RECORD EXCERPTS:
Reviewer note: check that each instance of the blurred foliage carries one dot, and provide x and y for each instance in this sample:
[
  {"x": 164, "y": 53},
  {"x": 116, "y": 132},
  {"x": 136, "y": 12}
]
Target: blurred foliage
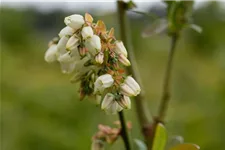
[{"x": 40, "y": 108}]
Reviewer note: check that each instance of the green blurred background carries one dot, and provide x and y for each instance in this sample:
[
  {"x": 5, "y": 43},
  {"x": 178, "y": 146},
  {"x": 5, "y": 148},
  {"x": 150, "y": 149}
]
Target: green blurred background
[{"x": 40, "y": 108}]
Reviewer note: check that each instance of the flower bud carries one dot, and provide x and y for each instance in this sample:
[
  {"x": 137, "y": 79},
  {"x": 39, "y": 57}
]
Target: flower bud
[
  {"x": 120, "y": 48},
  {"x": 125, "y": 102},
  {"x": 107, "y": 101},
  {"x": 87, "y": 32},
  {"x": 74, "y": 21},
  {"x": 93, "y": 44},
  {"x": 67, "y": 31},
  {"x": 130, "y": 87},
  {"x": 110, "y": 105},
  {"x": 50, "y": 54},
  {"x": 65, "y": 58},
  {"x": 73, "y": 42},
  {"x": 83, "y": 51},
  {"x": 123, "y": 59},
  {"x": 62, "y": 44},
  {"x": 99, "y": 58},
  {"x": 97, "y": 145},
  {"x": 102, "y": 82},
  {"x": 67, "y": 67}
]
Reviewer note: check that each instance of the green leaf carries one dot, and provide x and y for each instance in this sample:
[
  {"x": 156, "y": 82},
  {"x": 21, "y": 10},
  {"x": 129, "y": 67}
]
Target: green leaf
[
  {"x": 157, "y": 27},
  {"x": 196, "y": 28},
  {"x": 173, "y": 141},
  {"x": 140, "y": 144},
  {"x": 185, "y": 146},
  {"x": 160, "y": 138}
]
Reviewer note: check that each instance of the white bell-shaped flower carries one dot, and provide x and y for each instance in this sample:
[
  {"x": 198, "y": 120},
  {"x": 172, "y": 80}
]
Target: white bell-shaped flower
[
  {"x": 73, "y": 42},
  {"x": 66, "y": 58},
  {"x": 103, "y": 82},
  {"x": 50, "y": 54},
  {"x": 110, "y": 105},
  {"x": 124, "y": 102},
  {"x": 66, "y": 31},
  {"x": 74, "y": 21},
  {"x": 99, "y": 58},
  {"x": 120, "y": 48},
  {"x": 130, "y": 87},
  {"x": 93, "y": 44},
  {"x": 87, "y": 32},
  {"x": 124, "y": 60},
  {"x": 67, "y": 67},
  {"x": 62, "y": 44}
]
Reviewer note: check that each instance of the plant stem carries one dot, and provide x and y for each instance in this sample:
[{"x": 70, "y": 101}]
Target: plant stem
[
  {"x": 124, "y": 133},
  {"x": 141, "y": 106},
  {"x": 166, "y": 83},
  {"x": 166, "y": 88}
]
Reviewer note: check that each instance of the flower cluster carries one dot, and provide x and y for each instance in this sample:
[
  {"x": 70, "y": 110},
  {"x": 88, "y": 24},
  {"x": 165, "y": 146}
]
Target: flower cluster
[{"x": 96, "y": 60}]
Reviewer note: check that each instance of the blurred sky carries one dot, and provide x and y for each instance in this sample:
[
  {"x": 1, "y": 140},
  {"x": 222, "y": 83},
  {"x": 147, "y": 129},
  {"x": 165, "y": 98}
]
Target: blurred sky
[{"x": 103, "y": 5}]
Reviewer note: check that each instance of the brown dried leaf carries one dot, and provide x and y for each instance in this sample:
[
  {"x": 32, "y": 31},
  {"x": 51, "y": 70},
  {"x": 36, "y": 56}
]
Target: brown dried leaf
[{"x": 88, "y": 18}]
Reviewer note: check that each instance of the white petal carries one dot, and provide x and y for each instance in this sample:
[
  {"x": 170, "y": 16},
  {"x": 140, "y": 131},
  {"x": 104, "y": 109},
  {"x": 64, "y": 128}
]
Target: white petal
[
  {"x": 125, "y": 102},
  {"x": 87, "y": 32},
  {"x": 107, "y": 101},
  {"x": 68, "y": 67},
  {"x": 66, "y": 58},
  {"x": 72, "y": 42},
  {"x": 120, "y": 48},
  {"x": 62, "y": 44},
  {"x": 74, "y": 21},
  {"x": 93, "y": 44},
  {"x": 50, "y": 54},
  {"x": 126, "y": 90},
  {"x": 67, "y": 31},
  {"x": 133, "y": 84},
  {"x": 102, "y": 82}
]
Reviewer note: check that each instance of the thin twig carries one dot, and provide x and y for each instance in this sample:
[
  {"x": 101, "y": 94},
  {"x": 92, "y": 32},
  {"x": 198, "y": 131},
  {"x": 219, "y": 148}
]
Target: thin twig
[
  {"x": 141, "y": 107},
  {"x": 167, "y": 80},
  {"x": 124, "y": 132},
  {"x": 166, "y": 89}
]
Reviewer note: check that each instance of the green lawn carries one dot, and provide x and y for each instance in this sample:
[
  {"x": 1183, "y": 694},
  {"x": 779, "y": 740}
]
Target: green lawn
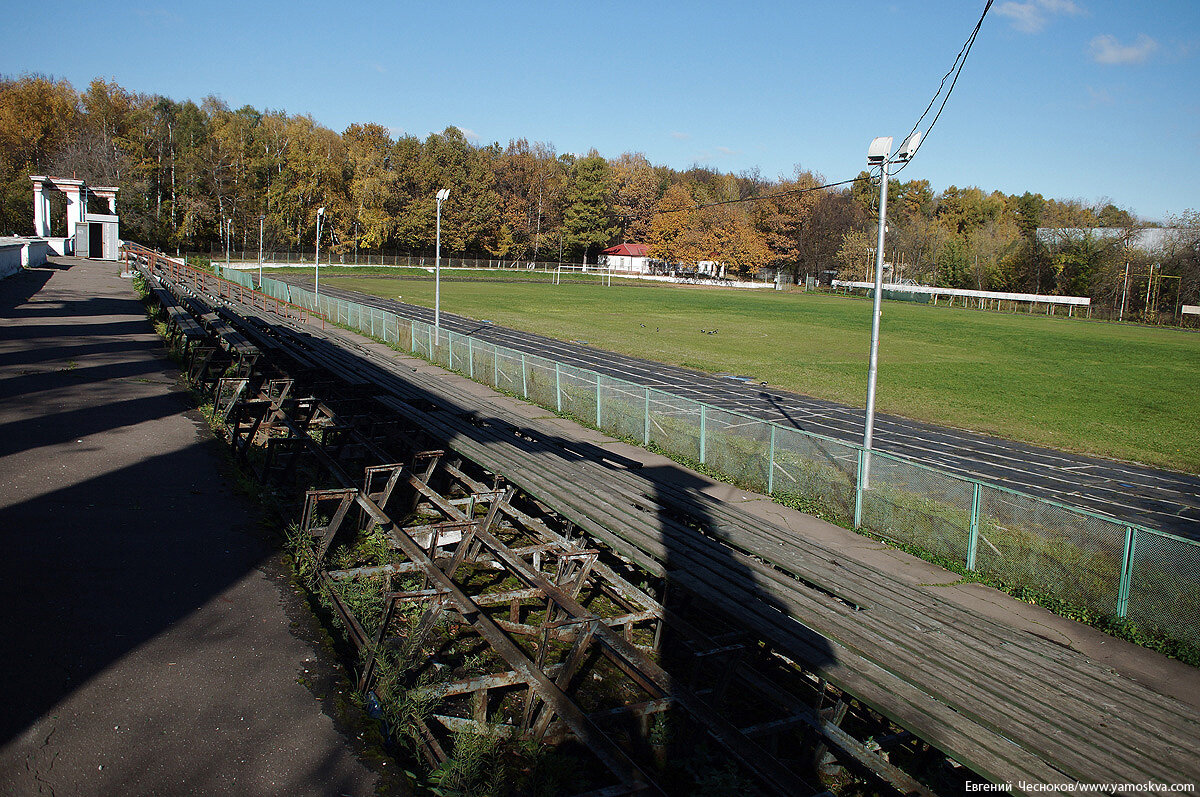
[{"x": 1111, "y": 390}]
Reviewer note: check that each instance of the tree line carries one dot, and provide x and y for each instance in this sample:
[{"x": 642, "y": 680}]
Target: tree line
[{"x": 197, "y": 177}]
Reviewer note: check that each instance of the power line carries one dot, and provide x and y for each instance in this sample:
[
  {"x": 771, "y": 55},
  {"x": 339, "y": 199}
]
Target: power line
[
  {"x": 955, "y": 70},
  {"x": 731, "y": 202},
  {"x": 960, "y": 60}
]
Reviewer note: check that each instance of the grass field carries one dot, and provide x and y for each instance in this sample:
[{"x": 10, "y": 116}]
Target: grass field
[{"x": 1107, "y": 389}]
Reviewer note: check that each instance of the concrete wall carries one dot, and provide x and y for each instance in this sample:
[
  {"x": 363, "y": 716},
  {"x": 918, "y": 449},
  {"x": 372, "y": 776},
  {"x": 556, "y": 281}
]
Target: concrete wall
[
  {"x": 10, "y": 257},
  {"x": 35, "y": 252}
]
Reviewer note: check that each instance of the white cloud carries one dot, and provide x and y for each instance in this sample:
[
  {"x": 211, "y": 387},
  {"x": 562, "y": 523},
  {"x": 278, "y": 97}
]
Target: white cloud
[
  {"x": 1107, "y": 49},
  {"x": 1033, "y": 16},
  {"x": 1099, "y": 96}
]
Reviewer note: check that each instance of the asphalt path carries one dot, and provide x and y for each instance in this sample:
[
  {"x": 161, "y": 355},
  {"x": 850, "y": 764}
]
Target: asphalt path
[{"x": 1129, "y": 492}]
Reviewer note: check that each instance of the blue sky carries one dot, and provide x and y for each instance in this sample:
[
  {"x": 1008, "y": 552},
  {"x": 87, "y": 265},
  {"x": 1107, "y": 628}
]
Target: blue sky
[{"x": 1073, "y": 99}]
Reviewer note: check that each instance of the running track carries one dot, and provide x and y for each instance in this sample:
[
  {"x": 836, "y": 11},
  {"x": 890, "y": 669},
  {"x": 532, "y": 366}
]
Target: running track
[{"x": 1161, "y": 499}]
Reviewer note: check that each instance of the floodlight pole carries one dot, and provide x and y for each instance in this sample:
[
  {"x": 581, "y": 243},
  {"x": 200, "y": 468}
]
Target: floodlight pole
[
  {"x": 875, "y": 327},
  {"x": 316, "y": 277},
  {"x": 437, "y": 271},
  {"x": 261, "y": 220}
]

WHAT THE TASK REQUIRES: Skip every picture and transcribe the data above exactly.

SOLUTION TO THE EXERCISE:
Reviewer note: check that each instance of the blurred foliage carries one dot, and provide x and y for each instance in this sample:
[
  {"x": 164, "y": 53},
  {"x": 116, "y": 132},
  {"x": 136, "y": 12}
]
Target: blurred foliage
[{"x": 40, "y": 108}]
Reviewer note: check that each instance of the green blurred background carries one dot, and provide x and y for each instance in this sample:
[
  {"x": 5, "y": 43},
  {"x": 178, "y": 146},
  {"x": 5, "y": 148},
  {"x": 150, "y": 149}
]
Target: green blurred background
[{"x": 40, "y": 108}]
Reviewer note: check that each instance of the flower bud carries one dot, and provide x and y for each instance in this sample:
[
  {"x": 137, "y": 79},
  {"x": 39, "y": 57}
]
Target: flower bud
[
  {"x": 120, "y": 48},
  {"x": 125, "y": 102},
  {"x": 107, "y": 101},
  {"x": 87, "y": 32},
  {"x": 74, "y": 21},
  {"x": 93, "y": 44},
  {"x": 67, "y": 31},
  {"x": 130, "y": 87},
  {"x": 110, "y": 105},
  {"x": 50, "y": 54},
  {"x": 65, "y": 58},
  {"x": 73, "y": 42},
  {"x": 83, "y": 51},
  {"x": 123, "y": 59},
  {"x": 62, "y": 44},
  {"x": 99, "y": 58},
  {"x": 97, "y": 145},
  {"x": 102, "y": 82},
  {"x": 67, "y": 67}
]
Reviewer note: check that each instance of the green leaf carries one dot, and provide x and y for each instance in this sample:
[
  {"x": 156, "y": 82},
  {"x": 21, "y": 10},
  {"x": 129, "y": 67}
]
Target: green leaf
[
  {"x": 157, "y": 27},
  {"x": 196, "y": 28},
  {"x": 173, "y": 141},
  {"x": 140, "y": 144},
  {"x": 185, "y": 146},
  {"x": 160, "y": 138}
]
Reviewer note: check that each instance of the white bell-shaped flower carries one dot, and provide x and y for each instance in this sample:
[
  {"x": 198, "y": 120},
  {"x": 172, "y": 80}
]
Target: white bell-shaped flower
[
  {"x": 73, "y": 42},
  {"x": 66, "y": 58},
  {"x": 103, "y": 82},
  {"x": 50, "y": 54},
  {"x": 110, "y": 105},
  {"x": 124, "y": 102},
  {"x": 66, "y": 31},
  {"x": 74, "y": 21},
  {"x": 99, "y": 58},
  {"x": 120, "y": 48},
  {"x": 130, "y": 87},
  {"x": 93, "y": 44},
  {"x": 87, "y": 32},
  {"x": 124, "y": 60},
  {"x": 67, "y": 67},
  {"x": 62, "y": 44}
]
Reviewer note: check that each instance of the plant stem carries one dot, and provide x and y for each instance in this sample:
[{"x": 70, "y": 101}]
Target: plant stem
[
  {"x": 124, "y": 133},
  {"x": 141, "y": 106},
  {"x": 166, "y": 83},
  {"x": 166, "y": 88}
]
Reviewer note: check that each instance of the flower cluster carries one dot, and provide x and y for each instance in this sample:
[
  {"x": 70, "y": 110},
  {"x": 88, "y": 24},
  {"x": 165, "y": 146}
]
Target: flower cluster
[{"x": 96, "y": 60}]
Reviewer note: check that each instance of the blurred sky carries one dot, and provide x and y for each instance in this sample:
[
  {"x": 1, "y": 140},
  {"x": 222, "y": 83},
  {"x": 147, "y": 129},
  {"x": 165, "y": 98}
]
Target: blurred sky
[{"x": 103, "y": 5}]
Reviewer note: check that each instance of the brown dried leaf carries one dot, and provide x and y for each instance in this sample:
[
  {"x": 32, "y": 31},
  {"x": 51, "y": 70},
  {"x": 36, "y": 56}
]
Target: brown dried leaf
[{"x": 88, "y": 18}]
Reviewer note: check that each instance of the white petal carries one dot, and provide x and y for each instance in this sample:
[
  {"x": 170, "y": 16},
  {"x": 140, "y": 131},
  {"x": 104, "y": 109},
  {"x": 64, "y": 128}
]
Target: white petal
[
  {"x": 125, "y": 102},
  {"x": 87, "y": 32},
  {"x": 107, "y": 101},
  {"x": 68, "y": 67},
  {"x": 66, "y": 58},
  {"x": 72, "y": 42},
  {"x": 120, "y": 48},
  {"x": 62, "y": 44},
  {"x": 74, "y": 21},
  {"x": 93, "y": 44},
  {"x": 50, "y": 54},
  {"x": 126, "y": 90},
  {"x": 67, "y": 31},
  {"x": 133, "y": 84},
  {"x": 102, "y": 82}
]
Reviewer note: check that each instance of the thin twig carries one dot, and provide x and y for each instance in this sample:
[
  {"x": 101, "y": 94},
  {"x": 92, "y": 32},
  {"x": 198, "y": 131},
  {"x": 219, "y": 148}
]
Target: thin twig
[
  {"x": 141, "y": 107},
  {"x": 167, "y": 80},
  {"x": 124, "y": 132},
  {"x": 166, "y": 89}
]
Reviewer note: check that each instance of the green lawn carries one dot, and provide x and y for each instance in this sample:
[
  {"x": 1183, "y": 694},
  {"x": 779, "y": 740}
]
Target: green lawn
[{"x": 1111, "y": 390}]
Reviewer note: check that each instance of the tree line carries one dot, and provide x and y for each instance in this sample:
[{"x": 642, "y": 680}]
Target: tree line
[{"x": 197, "y": 177}]
Reviewer note: check that each instance of the power line carries one dot, and provide x and y for each instance in this sample:
[
  {"x": 771, "y": 55},
  {"x": 339, "y": 199}
]
Target: power line
[
  {"x": 955, "y": 70},
  {"x": 731, "y": 202},
  {"x": 960, "y": 60}
]
Reviewer note: check that each instance of the grass field carries one dot, and provide x and y for each instance in this sample:
[{"x": 10, "y": 116}]
Target: grass field
[{"x": 1107, "y": 389}]
Reviewer note: check that each instance of the concrete wall carries one dot, and provide x and y for each instance in this sample:
[
  {"x": 363, "y": 716},
  {"x": 918, "y": 449},
  {"x": 372, "y": 776},
  {"x": 556, "y": 281}
]
Target: concrete wall
[
  {"x": 10, "y": 257},
  {"x": 35, "y": 252}
]
Reviewer note: check that each instance of the white cloud carries one dot, and provide x and y for each instance in this sample:
[
  {"x": 211, "y": 387},
  {"x": 562, "y": 523},
  {"x": 278, "y": 97}
]
Target: white cloud
[
  {"x": 1107, "y": 49},
  {"x": 1033, "y": 16},
  {"x": 1099, "y": 96}
]
Reviewer note: check that each instance of the asphalt path carries one dot, and provide x and y for each instance in this sample:
[
  {"x": 161, "y": 355},
  {"x": 850, "y": 764}
]
Target: asphalt path
[{"x": 1129, "y": 492}]
Reviewer note: check that each instance of the blue sky carries one dot, and provide x and y for each instance in this sample:
[
  {"x": 1008, "y": 552},
  {"x": 87, "y": 265},
  {"x": 1107, "y": 628}
]
Target: blue sky
[{"x": 1073, "y": 99}]
Reviewer note: check that each instance of the running track carries one dot, and provide x and y for each instance in this sample:
[
  {"x": 836, "y": 11},
  {"x": 890, "y": 669},
  {"x": 532, "y": 366}
]
Target: running track
[{"x": 1161, "y": 499}]
Reviewer note: check that each instance of the floodlight pole carries one dot, and provide x and y for each instance in this sample:
[
  {"x": 581, "y": 243},
  {"x": 200, "y": 468}
]
Target: floodlight pole
[
  {"x": 875, "y": 327},
  {"x": 316, "y": 277},
  {"x": 437, "y": 271},
  {"x": 261, "y": 220}
]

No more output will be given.